= TASK REQUIREMENTS =
Make an exact copy of the lines from the one containing "Scan for pile of colorful pellets." to the end of the records below, and leave out everything else.

= SUPPLIED MATERIAL =
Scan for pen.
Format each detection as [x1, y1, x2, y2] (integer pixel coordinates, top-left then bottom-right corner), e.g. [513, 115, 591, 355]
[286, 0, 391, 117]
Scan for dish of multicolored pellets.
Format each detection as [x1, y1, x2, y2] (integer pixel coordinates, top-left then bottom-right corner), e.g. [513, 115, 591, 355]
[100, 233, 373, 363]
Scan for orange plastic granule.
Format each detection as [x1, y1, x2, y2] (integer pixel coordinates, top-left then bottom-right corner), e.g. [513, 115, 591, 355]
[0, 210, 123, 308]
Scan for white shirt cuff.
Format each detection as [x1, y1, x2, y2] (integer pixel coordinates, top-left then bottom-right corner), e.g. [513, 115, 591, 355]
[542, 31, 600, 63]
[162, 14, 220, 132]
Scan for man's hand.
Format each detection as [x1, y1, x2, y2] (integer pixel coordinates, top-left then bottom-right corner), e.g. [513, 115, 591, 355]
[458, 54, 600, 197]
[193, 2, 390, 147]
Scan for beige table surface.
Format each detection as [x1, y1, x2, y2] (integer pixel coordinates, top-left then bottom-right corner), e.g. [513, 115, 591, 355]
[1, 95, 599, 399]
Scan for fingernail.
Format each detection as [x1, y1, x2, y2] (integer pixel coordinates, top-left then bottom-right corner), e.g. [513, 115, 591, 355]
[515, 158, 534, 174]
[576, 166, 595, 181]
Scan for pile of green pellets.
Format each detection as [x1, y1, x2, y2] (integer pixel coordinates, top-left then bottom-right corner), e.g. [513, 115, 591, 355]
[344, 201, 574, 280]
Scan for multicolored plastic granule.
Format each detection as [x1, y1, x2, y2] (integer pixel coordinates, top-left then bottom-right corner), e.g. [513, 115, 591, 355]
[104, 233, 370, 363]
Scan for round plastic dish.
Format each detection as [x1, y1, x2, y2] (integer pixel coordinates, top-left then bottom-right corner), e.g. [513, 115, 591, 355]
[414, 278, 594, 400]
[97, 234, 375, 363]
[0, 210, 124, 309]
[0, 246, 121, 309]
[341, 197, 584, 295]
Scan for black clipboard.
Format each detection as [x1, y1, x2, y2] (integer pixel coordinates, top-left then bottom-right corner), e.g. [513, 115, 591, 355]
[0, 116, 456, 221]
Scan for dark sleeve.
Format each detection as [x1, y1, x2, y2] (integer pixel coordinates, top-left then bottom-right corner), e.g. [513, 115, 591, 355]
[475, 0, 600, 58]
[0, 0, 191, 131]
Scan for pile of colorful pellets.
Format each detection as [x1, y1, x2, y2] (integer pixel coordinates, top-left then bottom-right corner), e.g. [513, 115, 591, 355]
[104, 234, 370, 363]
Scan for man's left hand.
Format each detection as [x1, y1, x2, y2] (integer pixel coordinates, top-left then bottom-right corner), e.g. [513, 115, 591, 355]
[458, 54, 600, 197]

= TASK RESPONSE =
Scan for pile of colorful pellets.
Format each detection as [x1, y1, x2, y2] (integer pixel coordinates, top-left then bottom-right corner), e.g. [513, 115, 591, 355]
[104, 234, 370, 363]
Scan for man's left hand.
Format each detection as [x1, y1, x2, y2] (integer pixel coordinates, top-left then bottom-right corner), e.g. [513, 115, 591, 355]
[458, 54, 600, 197]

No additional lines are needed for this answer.